Given exercise 1 = Print the rows below exactly as they appear, covering the stretch from the first row through the line that contains "245 221 L 249", both ends included.

Quoted text =
--- start ---

Savannah Maher: Stephen Roe Lewis has been governor of the Gila River Indian Community for almost a decade. He’s tall with dark hair tied back in a graying beard. Along with the pink Jays. Today he’s wearing black jeans, a blue button down and a bracelet woven from plants that grow in this restored wetland.
Stephen Roe Lewis: This is one of our last traditional basket makers made. This is the same willow and cattail.
Savannah Maher: Governor Lewis has lived here in the community for most of his life. So he remembers when this lush ecosystem He’s showing us around was just dry red dirt. No bull frogs croaking, no cattails swaying in the breeze.
Stephen Roe Lewis: It looked very barren, very dry, very arid.
Amy Scott: And he remembers the protracted legal battle it took for the community to bring the Gila River back. Governor Lewis actually had kind of a behind the scenes look at that process because his dad, the late Rodney Lewis was doing most of the lawyering.

--- end ---

Material supplied =
--- start ---

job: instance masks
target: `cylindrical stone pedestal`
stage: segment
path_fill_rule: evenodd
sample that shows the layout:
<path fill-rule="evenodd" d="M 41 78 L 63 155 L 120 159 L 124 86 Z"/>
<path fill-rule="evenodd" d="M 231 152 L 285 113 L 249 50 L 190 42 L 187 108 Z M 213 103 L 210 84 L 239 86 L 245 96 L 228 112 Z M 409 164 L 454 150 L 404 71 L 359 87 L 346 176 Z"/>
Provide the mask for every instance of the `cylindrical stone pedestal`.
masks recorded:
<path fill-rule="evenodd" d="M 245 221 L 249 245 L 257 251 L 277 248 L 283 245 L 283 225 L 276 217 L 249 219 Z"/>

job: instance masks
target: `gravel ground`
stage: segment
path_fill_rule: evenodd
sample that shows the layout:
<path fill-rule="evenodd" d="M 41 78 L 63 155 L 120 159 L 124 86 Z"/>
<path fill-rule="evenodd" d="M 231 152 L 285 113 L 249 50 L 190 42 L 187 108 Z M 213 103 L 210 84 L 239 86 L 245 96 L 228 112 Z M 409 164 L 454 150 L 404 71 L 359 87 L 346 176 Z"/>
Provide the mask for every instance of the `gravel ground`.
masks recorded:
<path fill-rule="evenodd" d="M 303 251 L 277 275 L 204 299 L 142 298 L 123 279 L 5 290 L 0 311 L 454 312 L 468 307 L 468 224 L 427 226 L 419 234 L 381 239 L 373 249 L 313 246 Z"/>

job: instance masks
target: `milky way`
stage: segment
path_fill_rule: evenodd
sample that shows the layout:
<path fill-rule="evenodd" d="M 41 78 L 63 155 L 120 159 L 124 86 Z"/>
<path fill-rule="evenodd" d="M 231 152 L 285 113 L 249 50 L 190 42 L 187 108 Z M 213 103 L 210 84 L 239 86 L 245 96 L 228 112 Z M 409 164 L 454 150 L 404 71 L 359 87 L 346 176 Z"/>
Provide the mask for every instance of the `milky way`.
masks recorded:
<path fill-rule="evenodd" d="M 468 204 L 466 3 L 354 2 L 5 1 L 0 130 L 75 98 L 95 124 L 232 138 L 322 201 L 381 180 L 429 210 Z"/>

--- end ---

Given exercise 2 = Output the stretch of the Gila River transcript from "Savannah Maher: Governor" through "of the lawyering.", copied character for character.

Exercise result 1 =
job: instance masks
target: `cylindrical stone pedestal`
stage: segment
path_fill_rule: evenodd
sample that shows the layout:
<path fill-rule="evenodd" d="M 41 78 L 63 155 L 120 159 L 124 86 Z"/>
<path fill-rule="evenodd" d="M 231 152 L 285 113 L 249 50 L 190 42 L 187 108 Z M 213 103 L 210 84 L 239 86 L 245 96 L 228 112 Z M 409 164 L 454 150 L 404 71 L 359 87 L 346 176 Z"/>
Provide the mask for every instance of the `cylindrical stone pedestal`.
masks recorded:
<path fill-rule="evenodd" d="M 245 221 L 249 245 L 257 251 L 277 248 L 283 245 L 283 225 L 276 217 L 249 219 Z"/>

Exercise result 2 =
Savannah Maher: Governor Lewis has lived here in the community for most of his life. So he remembers when this lush ecosystem He’s showing us around was just dry red dirt. No bull frogs croaking, no cattails swaying in the breeze.
Stephen Roe Lewis: It looked very barren, very dry, very arid.
Amy Scott: And he remembers the protracted legal battle it took for the community to bring the Gila River back. Governor Lewis actually had kind of a behind the scenes look at that process because his dad, the late Rodney Lewis was doing most of the lawyering.